Your goal
Below this line is the material. Write out only its lines from the one containing "Target: threaded shaft" through the one containing "Target: coarse thread screw", both kept, exactly.
Segment Start: Data extracts
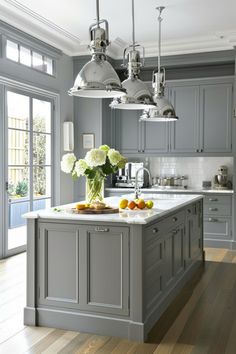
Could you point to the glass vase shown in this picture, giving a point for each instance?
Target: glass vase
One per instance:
(95, 189)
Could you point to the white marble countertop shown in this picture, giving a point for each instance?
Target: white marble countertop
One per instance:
(170, 190)
(163, 205)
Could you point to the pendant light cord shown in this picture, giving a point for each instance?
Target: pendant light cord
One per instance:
(160, 9)
(133, 26)
(98, 15)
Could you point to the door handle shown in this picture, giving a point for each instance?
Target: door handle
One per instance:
(100, 229)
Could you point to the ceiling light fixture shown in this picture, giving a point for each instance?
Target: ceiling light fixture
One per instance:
(138, 95)
(97, 78)
(163, 111)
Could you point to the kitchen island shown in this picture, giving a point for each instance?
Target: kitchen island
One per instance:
(111, 274)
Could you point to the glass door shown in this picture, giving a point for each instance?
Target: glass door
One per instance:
(29, 162)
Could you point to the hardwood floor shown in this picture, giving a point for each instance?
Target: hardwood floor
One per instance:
(201, 320)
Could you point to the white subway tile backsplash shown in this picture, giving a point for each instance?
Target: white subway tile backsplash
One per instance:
(197, 169)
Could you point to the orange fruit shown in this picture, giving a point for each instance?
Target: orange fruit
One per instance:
(131, 204)
(123, 203)
(80, 206)
(141, 204)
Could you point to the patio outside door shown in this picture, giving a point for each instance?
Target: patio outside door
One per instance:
(29, 162)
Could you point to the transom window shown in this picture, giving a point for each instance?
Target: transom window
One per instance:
(29, 57)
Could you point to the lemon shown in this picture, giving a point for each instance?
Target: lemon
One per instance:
(123, 203)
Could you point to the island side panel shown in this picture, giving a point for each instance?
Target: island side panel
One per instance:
(136, 328)
(30, 309)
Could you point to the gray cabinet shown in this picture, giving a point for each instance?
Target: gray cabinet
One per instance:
(107, 269)
(216, 117)
(84, 267)
(194, 229)
(127, 131)
(217, 218)
(58, 255)
(184, 134)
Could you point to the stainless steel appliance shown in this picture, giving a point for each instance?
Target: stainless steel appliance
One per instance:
(170, 182)
(221, 180)
(125, 177)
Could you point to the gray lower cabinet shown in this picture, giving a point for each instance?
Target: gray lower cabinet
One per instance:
(107, 269)
(217, 219)
(84, 267)
(171, 246)
(58, 268)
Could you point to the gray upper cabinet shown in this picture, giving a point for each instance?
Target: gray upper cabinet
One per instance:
(155, 137)
(185, 132)
(127, 131)
(216, 116)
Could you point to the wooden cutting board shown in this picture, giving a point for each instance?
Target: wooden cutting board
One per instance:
(107, 210)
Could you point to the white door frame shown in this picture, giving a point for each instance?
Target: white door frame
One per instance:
(32, 91)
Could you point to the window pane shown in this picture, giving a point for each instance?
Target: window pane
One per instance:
(25, 56)
(38, 61)
(49, 65)
(17, 110)
(41, 149)
(12, 50)
(41, 204)
(41, 116)
(42, 181)
(18, 147)
(18, 182)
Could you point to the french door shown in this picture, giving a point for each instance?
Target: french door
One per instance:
(29, 168)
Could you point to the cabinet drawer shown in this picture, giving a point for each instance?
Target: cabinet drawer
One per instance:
(217, 209)
(218, 199)
(217, 228)
(175, 220)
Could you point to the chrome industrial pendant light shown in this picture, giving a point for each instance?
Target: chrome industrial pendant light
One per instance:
(163, 111)
(138, 95)
(97, 79)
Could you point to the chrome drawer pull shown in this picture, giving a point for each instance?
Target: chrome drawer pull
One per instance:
(98, 229)
(212, 220)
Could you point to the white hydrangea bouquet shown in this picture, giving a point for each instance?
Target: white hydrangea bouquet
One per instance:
(96, 166)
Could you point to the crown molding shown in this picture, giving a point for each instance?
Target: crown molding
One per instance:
(22, 17)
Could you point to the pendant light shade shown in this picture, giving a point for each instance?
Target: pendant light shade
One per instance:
(97, 78)
(163, 111)
(138, 95)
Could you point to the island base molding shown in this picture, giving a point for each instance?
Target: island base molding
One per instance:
(74, 321)
(124, 328)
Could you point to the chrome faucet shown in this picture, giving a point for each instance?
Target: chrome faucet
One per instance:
(136, 187)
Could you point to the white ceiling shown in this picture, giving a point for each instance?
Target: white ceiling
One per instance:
(188, 26)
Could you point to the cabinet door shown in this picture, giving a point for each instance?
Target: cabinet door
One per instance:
(107, 261)
(58, 265)
(185, 132)
(178, 256)
(216, 117)
(127, 131)
(155, 137)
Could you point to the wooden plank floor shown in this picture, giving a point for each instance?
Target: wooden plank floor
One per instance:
(201, 320)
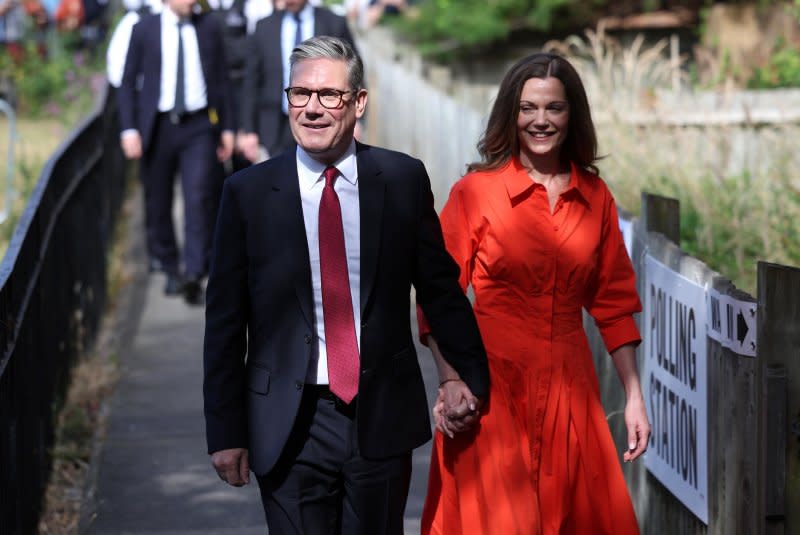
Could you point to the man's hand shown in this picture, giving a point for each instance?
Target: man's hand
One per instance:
(131, 145)
(456, 410)
(232, 466)
(225, 148)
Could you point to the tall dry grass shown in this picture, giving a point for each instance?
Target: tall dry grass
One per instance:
(738, 184)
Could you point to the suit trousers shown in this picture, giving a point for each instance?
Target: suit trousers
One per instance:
(189, 149)
(321, 485)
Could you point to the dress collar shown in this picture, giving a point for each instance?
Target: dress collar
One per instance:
(519, 182)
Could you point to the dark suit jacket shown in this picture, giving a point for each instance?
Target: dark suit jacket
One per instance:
(141, 81)
(259, 303)
(262, 92)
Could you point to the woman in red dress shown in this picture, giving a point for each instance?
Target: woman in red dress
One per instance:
(535, 233)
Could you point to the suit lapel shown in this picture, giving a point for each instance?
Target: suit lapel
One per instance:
(371, 189)
(289, 205)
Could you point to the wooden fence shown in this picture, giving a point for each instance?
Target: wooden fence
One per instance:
(753, 404)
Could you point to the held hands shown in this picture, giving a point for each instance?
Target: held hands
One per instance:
(638, 428)
(456, 410)
(232, 466)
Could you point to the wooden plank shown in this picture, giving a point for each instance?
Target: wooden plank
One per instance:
(662, 214)
(778, 340)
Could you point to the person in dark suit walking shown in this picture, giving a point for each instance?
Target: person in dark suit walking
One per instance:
(264, 111)
(315, 254)
(175, 115)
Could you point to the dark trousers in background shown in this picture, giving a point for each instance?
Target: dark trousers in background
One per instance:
(322, 485)
(189, 149)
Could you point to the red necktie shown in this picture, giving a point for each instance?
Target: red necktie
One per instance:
(337, 305)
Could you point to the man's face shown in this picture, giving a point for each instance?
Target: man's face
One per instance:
(182, 8)
(325, 133)
(295, 6)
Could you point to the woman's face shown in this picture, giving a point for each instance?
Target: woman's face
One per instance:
(543, 120)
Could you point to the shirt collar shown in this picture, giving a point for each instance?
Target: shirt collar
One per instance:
(518, 182)
(168, 16)
(309, 170)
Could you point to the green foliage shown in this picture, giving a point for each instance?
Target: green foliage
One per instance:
(782, 69)
(45, 85)
(444, 28)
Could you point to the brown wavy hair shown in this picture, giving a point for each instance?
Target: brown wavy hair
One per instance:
(499, 141)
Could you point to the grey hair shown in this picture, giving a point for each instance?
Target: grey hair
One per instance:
(325, 46)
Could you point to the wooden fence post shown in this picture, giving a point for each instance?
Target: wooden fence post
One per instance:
(778, 353)
(662, 214)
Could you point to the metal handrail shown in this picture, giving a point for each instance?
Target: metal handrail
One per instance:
(5, 211)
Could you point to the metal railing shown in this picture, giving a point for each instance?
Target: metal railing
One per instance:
(52, 294)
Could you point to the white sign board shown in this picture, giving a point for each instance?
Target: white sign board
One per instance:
(732, 323)
(675, 386)
(626, 227)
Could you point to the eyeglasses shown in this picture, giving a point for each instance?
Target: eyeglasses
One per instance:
(329, 98)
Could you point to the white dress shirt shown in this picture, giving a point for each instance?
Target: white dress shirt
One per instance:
(118, 48)
(288, 32)
(118, 45)
(194, 83)
(309, 172)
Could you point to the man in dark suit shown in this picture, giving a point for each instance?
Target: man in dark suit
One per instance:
(264, 118)
(315, 254)
(175, 114)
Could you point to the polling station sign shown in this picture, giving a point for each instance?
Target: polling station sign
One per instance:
(675, 386)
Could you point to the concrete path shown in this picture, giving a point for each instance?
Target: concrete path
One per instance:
(153, 474)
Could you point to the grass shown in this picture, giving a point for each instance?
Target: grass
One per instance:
(82, 420)
(739, 193)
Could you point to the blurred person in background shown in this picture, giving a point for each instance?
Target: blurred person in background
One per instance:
(176, 116)
(238, 19)
(264, 114)
(535, 232)
(118, 44)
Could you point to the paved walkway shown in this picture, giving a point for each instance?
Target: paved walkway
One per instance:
(153, 474)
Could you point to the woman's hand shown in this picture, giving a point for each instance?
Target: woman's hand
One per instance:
(638, 428)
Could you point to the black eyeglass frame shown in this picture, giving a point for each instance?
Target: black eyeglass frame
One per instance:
(337, 92)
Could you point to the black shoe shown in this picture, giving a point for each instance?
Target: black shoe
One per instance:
(193, 293)
(174, 285)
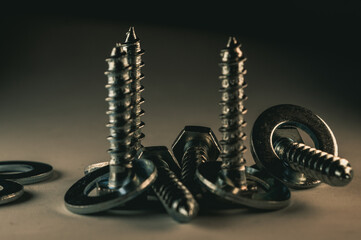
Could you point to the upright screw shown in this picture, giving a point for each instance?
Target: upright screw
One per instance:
(330, 169)
(134, 55)
(230, 179)
(277, 147)
(233, 110)
(175, 197)
(194, 146)
(120, 116)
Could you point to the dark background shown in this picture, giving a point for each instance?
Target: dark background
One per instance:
(328, 31)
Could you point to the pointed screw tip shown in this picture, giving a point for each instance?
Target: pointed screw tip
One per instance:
(232, 42)
(131, 36)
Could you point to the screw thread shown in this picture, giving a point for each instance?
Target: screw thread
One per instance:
(134, 53)
(119, 112)
(176, 198)
(314, 163)
(192, 158)
(233, 111)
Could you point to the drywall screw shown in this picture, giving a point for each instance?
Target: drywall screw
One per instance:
(229, 179)
(194, 146)
(134, 54)
(175, 197)
(287, 158)
(126, 176)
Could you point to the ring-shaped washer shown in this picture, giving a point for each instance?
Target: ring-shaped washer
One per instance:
(271, 194)
(27, 172)
(10, 191)
(294, 116)
(77, 198)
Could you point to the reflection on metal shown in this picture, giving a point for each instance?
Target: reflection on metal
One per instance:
(277, 148)
(126, 176)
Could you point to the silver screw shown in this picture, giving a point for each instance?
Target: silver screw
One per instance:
(134, 55)
(230, 179)
(233, 110)
(330, 169)
(175, 197)
(277, 147)
(194, 146)
(126, 176)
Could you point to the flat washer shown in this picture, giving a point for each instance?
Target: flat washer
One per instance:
(10, 191)
(27, 172)
(293, 116)
(77, 198)
(271, 194)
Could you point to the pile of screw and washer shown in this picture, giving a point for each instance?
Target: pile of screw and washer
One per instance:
(201, 172)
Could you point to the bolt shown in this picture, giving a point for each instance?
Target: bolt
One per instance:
(134, 55)
(194, 146)
(175, 197)
(231, 180)
(278, 148)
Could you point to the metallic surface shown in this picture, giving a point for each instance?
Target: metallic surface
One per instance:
(269, 193)
(25, 172)
(127, 175)
(77, 198)
(194, 146)
(10, 191)
(313, 163)
(175, 197)
(289, 116)
(134, 54)
(233, 110)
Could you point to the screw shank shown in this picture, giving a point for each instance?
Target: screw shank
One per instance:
(314, 163)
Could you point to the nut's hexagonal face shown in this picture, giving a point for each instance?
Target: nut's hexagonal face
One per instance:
(163, 153)
(194, 135)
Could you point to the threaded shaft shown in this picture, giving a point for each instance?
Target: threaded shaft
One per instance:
(192, 158)
(176, 198)
(134, 54)
(314, 163)
(119, 112)
(233, 109)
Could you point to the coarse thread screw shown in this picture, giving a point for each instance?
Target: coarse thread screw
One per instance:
(175, 197)
(120, 116)
(314, 163)
(193, 146)
(134, 54)
(233, 109)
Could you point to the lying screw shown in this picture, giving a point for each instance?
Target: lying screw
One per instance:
(231, 180)
(175, 197)
(194, 146)
(301, 166)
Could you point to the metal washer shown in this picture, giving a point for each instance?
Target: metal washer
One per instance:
(77, 198)
(293, 116)
(27, 172)
(271, 194)
(10, 191)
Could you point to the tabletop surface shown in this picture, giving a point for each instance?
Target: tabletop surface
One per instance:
(53, 110)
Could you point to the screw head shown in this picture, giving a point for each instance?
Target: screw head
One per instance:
(192, 135)
(267, 127)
Segment End: Data extracts
Answer to this task
Target: threaded shaft
One per instance:
(192, 158)
(176, 198)
(134, 54)
(314, 163)
(119, 112)
(233, 109)
Could you point to the coarse thread screw shown in this picture, giving a point for each instance?
Target: coarse thread screw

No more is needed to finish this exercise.